* **Problem details**
Rescale everything from the first of the lines below down to the line containing "[(377, 257)]", both ends included, by rewriting all of them, requests included, with each coordinate in the answers multiplied by 1.4 and rounded to a whole number, halves rounded up. Leave the numbers in the requests and in their format samples unchanged.

# Start of Provided data

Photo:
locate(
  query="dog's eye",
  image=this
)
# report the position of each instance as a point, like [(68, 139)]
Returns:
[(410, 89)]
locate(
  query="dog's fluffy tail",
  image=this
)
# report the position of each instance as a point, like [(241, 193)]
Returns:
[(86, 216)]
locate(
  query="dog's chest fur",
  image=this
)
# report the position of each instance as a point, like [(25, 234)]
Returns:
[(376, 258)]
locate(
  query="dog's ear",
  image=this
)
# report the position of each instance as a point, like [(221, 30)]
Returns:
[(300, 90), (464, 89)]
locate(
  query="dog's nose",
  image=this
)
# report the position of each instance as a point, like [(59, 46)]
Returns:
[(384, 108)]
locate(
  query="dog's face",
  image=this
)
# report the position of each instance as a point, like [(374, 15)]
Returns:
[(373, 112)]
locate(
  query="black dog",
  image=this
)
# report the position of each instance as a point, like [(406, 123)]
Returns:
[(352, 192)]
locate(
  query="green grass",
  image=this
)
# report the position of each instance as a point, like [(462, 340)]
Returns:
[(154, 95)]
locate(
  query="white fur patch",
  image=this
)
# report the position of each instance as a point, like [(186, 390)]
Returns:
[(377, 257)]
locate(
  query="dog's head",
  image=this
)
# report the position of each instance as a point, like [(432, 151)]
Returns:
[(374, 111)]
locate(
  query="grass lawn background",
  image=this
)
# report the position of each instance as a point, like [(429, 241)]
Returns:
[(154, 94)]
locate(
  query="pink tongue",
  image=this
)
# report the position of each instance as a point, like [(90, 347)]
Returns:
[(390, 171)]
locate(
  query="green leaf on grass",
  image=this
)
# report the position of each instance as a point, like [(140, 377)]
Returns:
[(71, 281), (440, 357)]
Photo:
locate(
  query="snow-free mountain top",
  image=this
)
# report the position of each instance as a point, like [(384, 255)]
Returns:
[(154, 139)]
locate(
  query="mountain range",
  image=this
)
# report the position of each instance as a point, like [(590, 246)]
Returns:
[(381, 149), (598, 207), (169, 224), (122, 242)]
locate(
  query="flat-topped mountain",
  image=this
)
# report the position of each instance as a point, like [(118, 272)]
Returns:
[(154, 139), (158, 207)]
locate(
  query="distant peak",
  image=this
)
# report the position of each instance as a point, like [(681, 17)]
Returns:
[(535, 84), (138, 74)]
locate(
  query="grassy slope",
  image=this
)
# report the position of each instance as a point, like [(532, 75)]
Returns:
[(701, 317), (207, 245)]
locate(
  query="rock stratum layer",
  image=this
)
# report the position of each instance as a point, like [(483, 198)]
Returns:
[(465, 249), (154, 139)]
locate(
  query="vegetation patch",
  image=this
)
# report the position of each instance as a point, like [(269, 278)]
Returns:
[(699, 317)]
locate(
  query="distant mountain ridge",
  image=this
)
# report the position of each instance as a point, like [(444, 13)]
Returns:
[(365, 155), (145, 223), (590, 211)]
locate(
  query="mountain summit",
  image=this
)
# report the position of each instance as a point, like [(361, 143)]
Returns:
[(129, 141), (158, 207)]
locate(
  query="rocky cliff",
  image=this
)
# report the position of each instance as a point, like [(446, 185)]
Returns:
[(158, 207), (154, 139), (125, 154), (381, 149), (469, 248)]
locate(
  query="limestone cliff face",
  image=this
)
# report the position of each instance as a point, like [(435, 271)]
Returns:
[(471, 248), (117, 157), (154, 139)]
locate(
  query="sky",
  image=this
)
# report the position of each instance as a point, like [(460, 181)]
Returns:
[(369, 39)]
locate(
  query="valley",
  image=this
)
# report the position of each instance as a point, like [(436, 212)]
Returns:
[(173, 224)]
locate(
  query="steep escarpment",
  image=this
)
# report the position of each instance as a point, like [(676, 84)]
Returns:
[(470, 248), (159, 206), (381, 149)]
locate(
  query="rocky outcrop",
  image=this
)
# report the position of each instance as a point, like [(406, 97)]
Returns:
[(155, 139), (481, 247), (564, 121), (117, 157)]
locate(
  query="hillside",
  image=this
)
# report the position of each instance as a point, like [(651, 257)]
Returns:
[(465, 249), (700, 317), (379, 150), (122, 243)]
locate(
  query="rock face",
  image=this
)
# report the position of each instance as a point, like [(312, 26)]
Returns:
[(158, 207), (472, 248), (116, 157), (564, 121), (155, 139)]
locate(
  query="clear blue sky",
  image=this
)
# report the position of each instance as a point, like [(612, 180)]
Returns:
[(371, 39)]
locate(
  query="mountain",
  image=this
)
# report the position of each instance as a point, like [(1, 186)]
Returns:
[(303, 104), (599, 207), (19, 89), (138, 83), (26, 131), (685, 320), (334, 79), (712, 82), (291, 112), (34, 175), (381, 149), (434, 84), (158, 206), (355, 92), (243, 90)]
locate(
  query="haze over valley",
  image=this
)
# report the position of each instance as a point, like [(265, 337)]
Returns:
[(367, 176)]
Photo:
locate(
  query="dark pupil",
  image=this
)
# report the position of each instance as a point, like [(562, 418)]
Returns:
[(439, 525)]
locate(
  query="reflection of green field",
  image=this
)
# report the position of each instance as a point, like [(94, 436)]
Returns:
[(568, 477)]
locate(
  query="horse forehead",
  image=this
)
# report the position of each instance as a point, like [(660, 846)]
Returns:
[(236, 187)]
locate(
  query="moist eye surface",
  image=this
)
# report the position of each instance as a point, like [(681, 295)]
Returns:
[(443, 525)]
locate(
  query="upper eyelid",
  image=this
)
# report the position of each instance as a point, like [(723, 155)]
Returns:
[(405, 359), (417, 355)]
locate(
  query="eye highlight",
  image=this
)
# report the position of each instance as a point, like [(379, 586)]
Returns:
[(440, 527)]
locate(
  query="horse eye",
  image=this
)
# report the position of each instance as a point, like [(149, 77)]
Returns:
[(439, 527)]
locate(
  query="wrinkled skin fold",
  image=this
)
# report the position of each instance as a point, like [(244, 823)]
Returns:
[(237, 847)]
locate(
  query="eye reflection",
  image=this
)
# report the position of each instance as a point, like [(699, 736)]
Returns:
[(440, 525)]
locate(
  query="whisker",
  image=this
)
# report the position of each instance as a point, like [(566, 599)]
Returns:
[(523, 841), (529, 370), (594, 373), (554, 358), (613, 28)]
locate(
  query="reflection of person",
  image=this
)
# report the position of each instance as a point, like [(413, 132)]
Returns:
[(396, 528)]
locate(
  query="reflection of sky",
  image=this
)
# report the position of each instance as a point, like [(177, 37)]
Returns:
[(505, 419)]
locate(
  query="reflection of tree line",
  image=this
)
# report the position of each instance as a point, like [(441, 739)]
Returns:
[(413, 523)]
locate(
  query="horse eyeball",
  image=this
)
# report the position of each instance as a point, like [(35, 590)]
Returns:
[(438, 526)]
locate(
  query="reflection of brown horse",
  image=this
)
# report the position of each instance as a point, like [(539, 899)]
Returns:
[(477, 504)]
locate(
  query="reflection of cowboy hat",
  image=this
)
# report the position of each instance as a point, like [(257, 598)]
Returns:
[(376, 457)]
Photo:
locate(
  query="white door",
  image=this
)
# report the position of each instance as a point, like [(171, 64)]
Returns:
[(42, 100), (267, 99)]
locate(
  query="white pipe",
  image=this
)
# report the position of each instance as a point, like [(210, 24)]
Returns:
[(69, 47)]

# End of Provided data

* **Exercise result**
Photo:
locate(
  query="dog's eye",
  image=this
)
# report the position of each instance as a point, like [(68, 139)]
Returns:
[(574, 125)]
locate(
  query="dog's fluffy tail",
  image=this
)
# report the position of each instance as a point, like [(241, 193)]
Returns:
[(120, 302)]
locate(
  query="dog's chest fur",
  image=this
)
# report the position of each instance as a point, like [(25, 234)]
Returns:
[(526, 361)]
locate(
  query="dog's ear",
  image=this
)
# report the position of each instance as a point, like [(221, 30)]
Returns:
[(420, 126), (650, 125)]
locate(
  query="dog's nose",
  image=this
)
# report the position of each instance as a point, like [(59, 46)]
Returns:
[(538, 151)]
locate(
  query="dog's face",
  image=this
)
# report the position of each instance as a point, like [(374, 15)]
Returns:
[(522, 157)]
locate(
  query="black dog",
  image=this
)
# report the position of each instance as a point, like [(406, 123)]
Returns:
[(493, 269)]
locate(
  query="green grass",
  image=this
)
# report the position of each instance as a point, like [(462, 340)]
Returns:
[(216, 133)]
locate(
  query="white fur patch",
  image=this
)
# report the position of each instance as a point, like [(186, 390)]
Returns:
[(528, 360)]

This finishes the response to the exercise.